━━━━━ INFORMATION SHOWN

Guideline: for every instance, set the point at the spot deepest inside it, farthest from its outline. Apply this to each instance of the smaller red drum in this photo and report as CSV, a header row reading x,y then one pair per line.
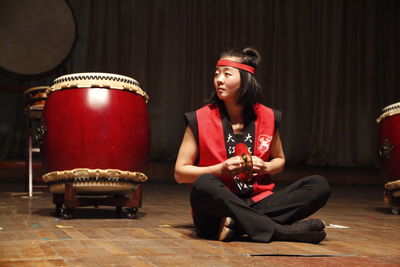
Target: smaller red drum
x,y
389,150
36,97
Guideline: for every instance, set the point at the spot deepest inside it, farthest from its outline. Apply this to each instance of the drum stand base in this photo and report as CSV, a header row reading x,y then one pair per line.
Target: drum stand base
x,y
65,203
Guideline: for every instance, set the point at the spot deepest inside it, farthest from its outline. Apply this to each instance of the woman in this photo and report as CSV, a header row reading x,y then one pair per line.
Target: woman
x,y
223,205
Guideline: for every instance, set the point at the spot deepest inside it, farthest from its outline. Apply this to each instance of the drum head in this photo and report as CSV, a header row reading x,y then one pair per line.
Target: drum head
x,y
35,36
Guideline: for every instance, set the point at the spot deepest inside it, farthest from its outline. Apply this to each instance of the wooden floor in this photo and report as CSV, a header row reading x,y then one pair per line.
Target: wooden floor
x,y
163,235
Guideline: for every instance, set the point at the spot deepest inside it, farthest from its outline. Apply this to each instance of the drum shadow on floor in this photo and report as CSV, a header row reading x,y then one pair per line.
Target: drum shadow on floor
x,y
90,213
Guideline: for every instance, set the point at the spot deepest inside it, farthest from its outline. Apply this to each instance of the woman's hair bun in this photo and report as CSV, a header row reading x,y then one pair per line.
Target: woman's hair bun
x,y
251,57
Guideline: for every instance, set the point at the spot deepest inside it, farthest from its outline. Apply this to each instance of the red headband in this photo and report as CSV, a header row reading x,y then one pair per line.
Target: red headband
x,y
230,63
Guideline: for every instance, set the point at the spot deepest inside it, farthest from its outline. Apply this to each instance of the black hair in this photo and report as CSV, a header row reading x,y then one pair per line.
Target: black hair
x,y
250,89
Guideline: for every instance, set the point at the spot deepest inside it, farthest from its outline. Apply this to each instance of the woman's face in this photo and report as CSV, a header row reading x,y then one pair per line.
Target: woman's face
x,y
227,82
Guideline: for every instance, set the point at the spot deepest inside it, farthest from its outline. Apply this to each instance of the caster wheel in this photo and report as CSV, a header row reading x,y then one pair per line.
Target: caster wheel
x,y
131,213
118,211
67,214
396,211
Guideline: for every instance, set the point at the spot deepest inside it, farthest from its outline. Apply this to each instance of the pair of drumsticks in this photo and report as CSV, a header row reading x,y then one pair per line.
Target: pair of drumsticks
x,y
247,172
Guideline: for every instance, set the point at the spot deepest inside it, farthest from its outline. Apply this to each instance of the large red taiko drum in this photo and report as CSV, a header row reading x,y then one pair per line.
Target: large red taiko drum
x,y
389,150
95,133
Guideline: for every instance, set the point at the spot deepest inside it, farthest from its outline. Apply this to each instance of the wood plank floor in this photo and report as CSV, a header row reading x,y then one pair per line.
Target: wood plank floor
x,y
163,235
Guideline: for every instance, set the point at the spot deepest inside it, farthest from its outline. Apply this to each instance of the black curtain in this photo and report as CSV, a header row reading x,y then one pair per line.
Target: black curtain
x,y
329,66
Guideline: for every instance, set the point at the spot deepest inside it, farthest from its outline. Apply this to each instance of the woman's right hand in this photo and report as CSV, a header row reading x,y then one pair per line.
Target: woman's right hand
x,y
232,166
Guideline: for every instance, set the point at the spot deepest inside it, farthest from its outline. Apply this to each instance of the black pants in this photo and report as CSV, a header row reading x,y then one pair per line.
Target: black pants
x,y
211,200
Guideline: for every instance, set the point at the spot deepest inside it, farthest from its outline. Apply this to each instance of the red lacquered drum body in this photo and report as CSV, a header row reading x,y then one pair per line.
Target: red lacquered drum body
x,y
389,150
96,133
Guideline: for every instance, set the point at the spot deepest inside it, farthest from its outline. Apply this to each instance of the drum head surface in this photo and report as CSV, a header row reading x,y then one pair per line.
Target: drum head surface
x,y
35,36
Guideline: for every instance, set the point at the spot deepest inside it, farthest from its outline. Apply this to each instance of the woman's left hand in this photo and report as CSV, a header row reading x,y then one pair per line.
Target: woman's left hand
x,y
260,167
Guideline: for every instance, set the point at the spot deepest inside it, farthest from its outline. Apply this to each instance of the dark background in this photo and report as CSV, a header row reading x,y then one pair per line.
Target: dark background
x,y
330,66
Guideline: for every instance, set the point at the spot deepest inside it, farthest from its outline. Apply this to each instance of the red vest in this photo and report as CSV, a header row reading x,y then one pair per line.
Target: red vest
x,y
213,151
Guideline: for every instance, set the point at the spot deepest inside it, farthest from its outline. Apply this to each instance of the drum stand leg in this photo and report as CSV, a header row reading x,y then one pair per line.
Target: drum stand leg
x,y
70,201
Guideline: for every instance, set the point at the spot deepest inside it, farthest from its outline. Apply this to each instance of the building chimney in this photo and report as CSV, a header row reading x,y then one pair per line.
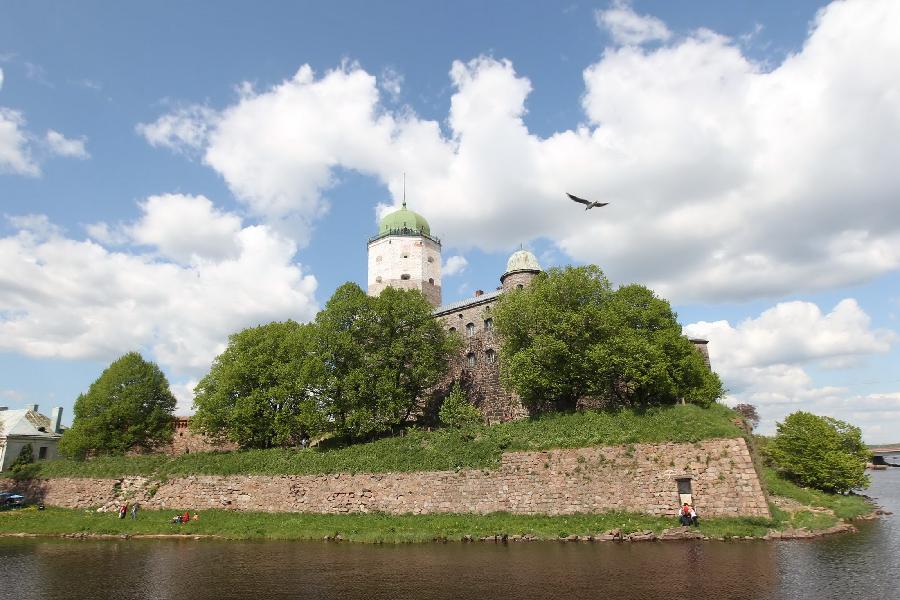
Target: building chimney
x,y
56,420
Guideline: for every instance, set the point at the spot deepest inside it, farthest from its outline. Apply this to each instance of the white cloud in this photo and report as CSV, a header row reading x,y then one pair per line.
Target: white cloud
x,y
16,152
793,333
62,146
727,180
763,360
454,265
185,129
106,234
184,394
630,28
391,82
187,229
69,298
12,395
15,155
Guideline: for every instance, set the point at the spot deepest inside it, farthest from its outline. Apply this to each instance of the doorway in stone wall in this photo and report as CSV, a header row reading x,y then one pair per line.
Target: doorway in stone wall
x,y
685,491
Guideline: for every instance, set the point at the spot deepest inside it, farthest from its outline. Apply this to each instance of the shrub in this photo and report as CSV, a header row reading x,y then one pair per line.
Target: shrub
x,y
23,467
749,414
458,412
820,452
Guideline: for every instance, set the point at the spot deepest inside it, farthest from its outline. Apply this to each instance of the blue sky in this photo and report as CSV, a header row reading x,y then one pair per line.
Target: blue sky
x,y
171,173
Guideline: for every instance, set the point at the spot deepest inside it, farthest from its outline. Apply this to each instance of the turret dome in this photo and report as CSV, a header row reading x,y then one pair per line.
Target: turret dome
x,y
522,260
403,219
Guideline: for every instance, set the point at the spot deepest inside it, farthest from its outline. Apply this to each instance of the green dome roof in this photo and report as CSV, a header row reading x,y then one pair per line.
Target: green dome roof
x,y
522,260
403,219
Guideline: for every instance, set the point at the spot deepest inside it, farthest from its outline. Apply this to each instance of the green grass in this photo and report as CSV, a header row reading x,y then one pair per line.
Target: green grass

━━━━━━━━━━

WHAT IS ASKED: In your copy of the listing above, reproduce each line exactly and omit all pictures.

EXERCISE ANSWER:
Guideline: for every instance, set the point at the spot deepest inside it, farthest from its outline. Apply this to each instance of the smaller red drum in this photo and report as CSV, a header row reading x,y then one pair per line.
Target: smaller red drum
x,y
389,150
36,97
Guideline: for every instance, set the point at the spot deepest inside it, farthest from its outline. Apply this to each instance of the drum stand base in this photo and report as CSV, a header row reading x,y then one pair per line.
Target: drum stand base
x,y
65,203
Guideline: for every instance, set the point at the spot deepest inside it, farthest from its outline. Apply this to each instance of the woman in this photo and report as CSV, a header row reading x,y then one pair per line.
Target: woman
x,y
223,205
Guideline: for every instance, set the point at the spot deepest inside it, farthest from its outline. Apply this to each instance of the drum head in this photo and report as CSV, a header row reading x,y then one pair per line.
Target: drum head
x,y
35,36
Guideline: for every instance, set the point at the spot deepest inside it, farthest from its outline. Apply this to each instance of the wooden floor in this photo and report as CSV, a header row reading x,y then one pair per line.
Target: wooden floor
x,y
163,235
Guideline: for every instance, set the point at the spot deepest inside it, farthest from its outline. Apply this to each instance of the drum shadow on floor in this photo and report as CSV, a header row reading x,y then one pair per line.
Target: drum shadow on floor
x,y
90,213
Guideline: for every instance, set the point at the spot deepest inside it, farthest from its outline. Apply this to each instance of the woman's hair bun in this photo and report as CSV, a header row reading x,y then one pair per line.
Target: woman's hair bun
x,y
251,57
Guideline: for every instance, set the point at the spot deepest inside it, farthest from its outline. Apply this to each instance of the red headband in this photo and report as CSV, a header row reading x,y then one pair per line.
Target: red headband
x,y
230,63
Guideline: for every instance, set the point at the spot deepest inside it, farthest from its outline. Apply this to each instance of the black hair in this photo and report as CSV, a header row reading x,y then one pair per line.
Target: black hair
x,y
250,89
Guideline: for every instance, set the point at the spot deepest inside it, farthest from its outline. Apply this to each instance of the woman's face in this photo and report as CSV, a header row reading x,y then one pair per line.
Target: woman's face
x,y
227,82
Guideline: for every instance, set the point at the spot deepest inside it, farthest from its outline. Apply this to each instance of the caster wheel in this photo and report as CSV, a header row reading x,y then one pair per line.
Target: caster wheel
x,y
131,213
118,211
67,214
396,211
Guideline: for every instance, set the point at the spot deepest inside it, farthest from its outline. Apply this to each instance of the pair of drumsticks in this photo and report as CSV, a header row reading x,y then one pair per line.
Target: pair of drumsticks
x,y
247,172
Guideline: for every instance, set the point at the spot deepest inside it, farthest from its outline. Apply this to each instance of the large red taiko drum in this photo and report as CSV, a header row reading x,y then one pair per line.
Target: large red taiko drum
x,y
389,150
95,133
Guideline: for every instance, set the point at the spot deepest inside it, farthest from its outline. Apply this to each instance of the wood plank floor in this photo and report as CSV, a header row reading x,y then one pair per line.
Target: wood plank floor
x,y
163,235
Guideline: for every instance, set the point at the spot deepest inside it, farthest from its outline. Apply this to each instance of the black curtain in this photo and report as CSV, a header row reading x,y then one pair per line.
Target: black curtain
x,y
329,66
Guideline: for every instance, set the point at the spot deepest inside it, farthest from its outline. Apply this to each instance of the woman's right hand in this photo and report as CSV, a header row reading x,y then one pair per line.
Target: woman's right hand
x,y
232,166
Guideline: for every instance, set the point at the spot deepest inside it, farthest from its outline. Apply this to each instance of the black pants in this photo and report as CSV, a header row reading x,y then one pair per line.
Target: black pants
x,y
211,200
Guideline: for every instance, set the point at the spot deepest inside it, farthest from its outline. Apply this to each instance of the red lacquered drum body in this photo and report as CSV, a header row reading x,y then one pair per line.
Target: red lacquered drum body
x,y
389,150
96,133
Guideline: for every instance, set the point at the spot deepest inside it, farthest from its outline. Apply this to each instance of the drum head surface in this photo and report as CSV, a header row reading x,y then one pair per line.
Target: drum head surface
x,y
35,36
Guideline: for every instance, set the point at the spot deepest inside it, farthest from its outline. Apply this to each instance of the woman's left hand in this photo and report as CSV, a header row reading x,y then one pair per line.
Target: woman's left hand
x,y
260,167
Guideline: for every instance, set the point at the spot deepest inside it, farthest from its outline. Apply this to each instance of the dark background in this photo and report as CSV, a header row reading x,y then one pair per line.
Target: dark background
x,y
330,66
Guideline: for every instance, set the point at the spot deepest inside it, farthest from its outline. Apply this to each instance of the red vest in this photo and report as CSV, a header row reading x,y then one pair per line.
Target: red vest
x,y
213,151
Guideline: for every instance, set the point at the spot deepest inside it, farthest from its outline. Apply this to each instance of the drum stand leg in this photo and report as CSV, a header row reading x,y then one pair per line.
Target: drum stand leg
x,y
70,201
Guideline: for every instance, set the point at the spot deepest inside it, farthest from its outline. Apply this to each instance of the building chimney in this photo and report as CSV, a header row reading x,y then one pair per line.
Target: building chimney
x,y
56,420
Guideline: for every instance, set the point at the spot deepest inside it, farthest from its outline. Apply this to each instance of the white cloud in this photo and report as CSV, a header row reading x,y then one pair per line.
Target: white cloud
x,y
16,152
793,333
62,146
727,180
763,360
454,265
185,129
106,234
184,394
630,28
391,82
187,229
69,298
12,395
15,155
Guideline: for every instance, set the point at the spot deepest inside it, farthest from its outline. Apply this to each instance of the doorway in stone wall in this photo and report as CSV, a header row reading x,y then one pair per line.
Target: doorway in stone wall
x,y
685,491
Guideline: for every instance, set the point at the spot deepest inside it, farthest from its outline. Apply this to each instance of the shrub in this photo and report as CSV, a header row reading x,y then one pair per line.
Target: shrub
x,y
23,467
749,414
458,412
820,452
Guideline: for every instance, set the point at the spot deepest inside it, farthest from its outline. Apply this to each instance of the blue sky in this photo and report as CSV, a header row reading x,y then one pair per line.
Target: blue sky
x,y
171,173
Guideline: for every instance, set the point at the spot deepest inside it, farthest from its outline. Apply this to each instance of the turret dome in this photo and report as CSV, a header row reading x,y then one pair per line.
Target: turret dome
x,y
522,260
403,219
Guideline: for every instance, set the point at the spot deepest inside it, farthest from its outline. Apply this to each instance of the green dome roof in this photo and report as CSV, a header row reading x,y then one pair per line.
Target: green dome roof
x,y
522,260
403,219
Guideline: for every instance, set the point at the spot deepest inside it, farthest from its outline. Apply this to each instance of the green grass in this photo and report as CSV, a header row reading x,y then one pair per line.
Target: green grass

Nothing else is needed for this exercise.